### Document section
================

While many people argue that home economics classes are outdated (and patriarchal), the whole point of them was to equip young people with the practical skills they needed to live life as independent adults.
Historically, the purpose of these courses was to professionalize housework, to provide intellectual fulfillment for women, and to emphasize the value of “women’s work” in society and to prepare them for the traditional roles of sexes.
By definition, home economics is “the art and science of home management,” meaning that the discipline incorporates both creative and technical aspects into its teachings.
Since the nineteenth century, schools have been incorporating home economics courses into their education programs. In the United States, the teaching of home economics courses in higher education greatly increased with the Morrill Act of 1862.
Signed by Abraham Lincoln, the Act granted land to each state or territory in America for higher educational programs in vocational arts, specifically mechanical arts, agriculture, and home economics.
Such land grants allowed for people of a wider array of social classes to receive better education in important trade skills.
Home economics courses mainly taught students how to cook, sew, garden, and take care of children. The vast majority of these programs were dominated by women.
Home economics allowed for women to receive a better education while also preparing them for a life of settling down, doing the chores, and taking care of the children while their husbands became the breadwinners.
Home economics in the United States education system increased in popularity in the early twentieth century. It emerged as a movement to train women to be more efficient household managers.
At the same moment, American families began to consume many more goods and services than they produced.
To guide women in this transition, professional home economics had two major goals: to teach women to assume their new roles as modern consumers and to communicate homemakers’ needs to manufacturers and political leaders.
From 1900 to 1917, more than thirty bills discussed in Congress dealt with issues of American vocational education and, by association, home economics.
Americans wanted more opportunities for their young people to learn vocational skills and to learn valuable home and life skills.
However, home economics was still dominated by women and women had little access to other vocational trainings.
As stated by the National Education Association (NEA) on the distribution of males and females in vocations, “one-third of our menfolk are in agriculture, and one-third in non-agricultural productive areas; while two-thirds of our women are in the vocation of homemaking”.
Practice homes were added to American universities in the early 1900s in order to model a living situation, although the all-women ‘team’ model used for students was different from prevailing expectations of housewives.
For example, women were graded on collaboration, while households at the time assumed that women would be working independently. Nevertheless, the practice homes were valued.
These practicum courses took place in a variety of environments including single-family homes, apartments, and student dorm-style blocks.
For a duration of a number of weeks, students lived together while taking on different roles and responsibilities, such as cooking, cleaning, interior decoration, hosting, and budgeting. Some classes also involved caring for young infants, temporarily adopted from orphanages.

================

### Supplied data
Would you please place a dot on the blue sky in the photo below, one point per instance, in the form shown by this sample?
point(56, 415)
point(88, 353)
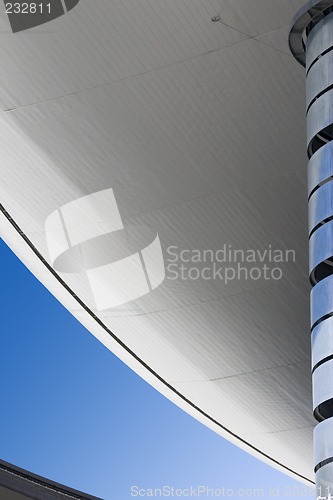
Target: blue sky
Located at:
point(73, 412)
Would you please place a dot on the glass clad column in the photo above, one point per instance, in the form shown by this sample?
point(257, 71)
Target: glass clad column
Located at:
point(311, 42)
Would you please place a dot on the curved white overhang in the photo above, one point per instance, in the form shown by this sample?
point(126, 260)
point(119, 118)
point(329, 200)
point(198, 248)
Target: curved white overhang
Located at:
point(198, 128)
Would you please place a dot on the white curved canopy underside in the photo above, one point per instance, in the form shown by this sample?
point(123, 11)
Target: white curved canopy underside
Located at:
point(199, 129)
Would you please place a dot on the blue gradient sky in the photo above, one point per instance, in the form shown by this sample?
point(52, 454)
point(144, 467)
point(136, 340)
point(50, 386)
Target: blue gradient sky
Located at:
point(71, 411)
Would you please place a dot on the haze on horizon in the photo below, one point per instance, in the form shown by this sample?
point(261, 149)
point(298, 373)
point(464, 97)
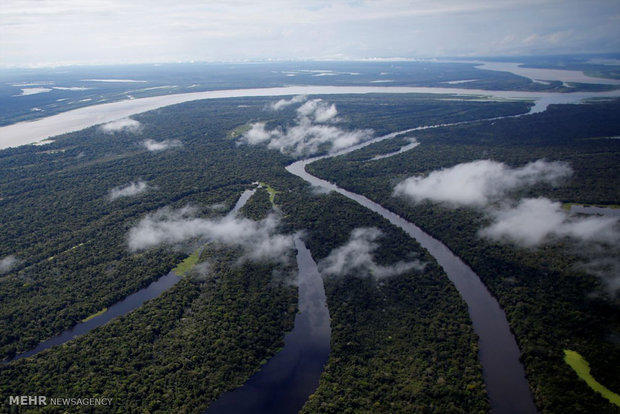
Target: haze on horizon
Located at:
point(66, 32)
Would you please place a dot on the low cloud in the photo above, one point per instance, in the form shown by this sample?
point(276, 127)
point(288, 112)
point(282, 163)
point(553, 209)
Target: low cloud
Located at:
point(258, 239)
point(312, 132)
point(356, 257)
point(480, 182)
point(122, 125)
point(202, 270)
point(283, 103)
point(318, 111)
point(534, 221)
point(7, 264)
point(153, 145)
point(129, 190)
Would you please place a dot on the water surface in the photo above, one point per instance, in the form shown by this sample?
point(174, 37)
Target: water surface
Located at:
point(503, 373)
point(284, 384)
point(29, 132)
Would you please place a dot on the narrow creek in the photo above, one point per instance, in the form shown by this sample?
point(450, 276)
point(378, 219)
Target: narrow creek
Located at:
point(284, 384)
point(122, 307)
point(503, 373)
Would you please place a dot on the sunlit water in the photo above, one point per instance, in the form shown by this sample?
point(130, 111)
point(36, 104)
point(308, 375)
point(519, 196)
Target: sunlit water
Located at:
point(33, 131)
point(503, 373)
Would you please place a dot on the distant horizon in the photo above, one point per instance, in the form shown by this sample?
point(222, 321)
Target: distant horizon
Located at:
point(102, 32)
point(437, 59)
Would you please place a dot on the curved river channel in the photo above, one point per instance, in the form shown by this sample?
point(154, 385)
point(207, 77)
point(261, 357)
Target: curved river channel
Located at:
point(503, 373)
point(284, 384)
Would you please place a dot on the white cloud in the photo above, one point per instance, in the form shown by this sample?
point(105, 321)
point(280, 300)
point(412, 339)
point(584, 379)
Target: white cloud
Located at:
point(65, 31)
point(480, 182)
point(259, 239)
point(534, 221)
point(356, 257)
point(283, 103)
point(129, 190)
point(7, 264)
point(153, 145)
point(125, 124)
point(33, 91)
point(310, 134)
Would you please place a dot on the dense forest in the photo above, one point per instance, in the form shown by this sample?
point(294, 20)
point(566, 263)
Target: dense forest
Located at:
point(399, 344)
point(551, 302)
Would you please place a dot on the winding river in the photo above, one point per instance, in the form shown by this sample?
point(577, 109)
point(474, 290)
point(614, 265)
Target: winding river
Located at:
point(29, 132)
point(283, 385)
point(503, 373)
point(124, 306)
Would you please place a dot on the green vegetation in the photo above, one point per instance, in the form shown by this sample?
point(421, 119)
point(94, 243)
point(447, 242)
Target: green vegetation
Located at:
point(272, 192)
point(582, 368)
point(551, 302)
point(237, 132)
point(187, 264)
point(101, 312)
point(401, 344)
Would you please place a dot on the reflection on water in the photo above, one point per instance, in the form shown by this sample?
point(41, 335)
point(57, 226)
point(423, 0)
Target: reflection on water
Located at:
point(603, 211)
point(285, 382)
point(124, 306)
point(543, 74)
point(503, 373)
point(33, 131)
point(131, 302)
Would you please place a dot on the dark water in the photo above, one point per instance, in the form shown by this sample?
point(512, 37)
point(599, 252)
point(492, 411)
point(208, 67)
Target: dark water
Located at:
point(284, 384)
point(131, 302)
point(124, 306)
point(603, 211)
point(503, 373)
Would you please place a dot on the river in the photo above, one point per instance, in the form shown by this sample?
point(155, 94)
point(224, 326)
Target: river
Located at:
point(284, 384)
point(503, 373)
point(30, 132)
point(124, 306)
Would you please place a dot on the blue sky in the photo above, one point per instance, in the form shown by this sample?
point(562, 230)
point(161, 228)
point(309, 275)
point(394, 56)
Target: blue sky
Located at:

================

### Written tasks
a – Rewrite the paragraph of the home economics text that begins "For a duration of a number of weeks" as a list, keeping its main facts.
b – Resize the rows, starting with the first line of the rows and going on through the line with "point(199, 129)", by multiplying every coordinate in the answers by 2.15 and rounding to whole numbers, halves up. Give only those lines again, requests included, and leave the pictures out.
The text on home economics and the rows are separate material.

### Responses for each task
a –
- Students lived together for a number of weeks.
- Each took on different roles and responsibilities: cooking, cleaning, interior decoration, hosting, and budgeting.
- Some classes also had students care for young infants temporarily adopted from orphanages.

b –
Would you please place a dot on the blue sky in the photo below, one point per instance, in the form shown by this sample?
point(56, 415)
point(88, 353)
Target: blue sky
Located at:
point(157, 886)
Would you please place a dot on the glass clad column in the photo above, one point per instance, in the form shown by this sample?
point(257, 71)
Target: glass clad column
Located at:
point(669, 90)
Would you please place a dot on the curved white overhang in the photo above, one point per instance, in the form shown by this sample?
point(126, 260)
point(119, 118)
point(329, 200)
point(198, 248)
Target: curved white overhang
Located at:
point(426, 275)
Would you please place a dot on the white curved canopy underside in the photo above, one point per instance, in the form shown by this sample?
point(123, 11)
Target: white curved canopy underside
Located at:
point(428, 277)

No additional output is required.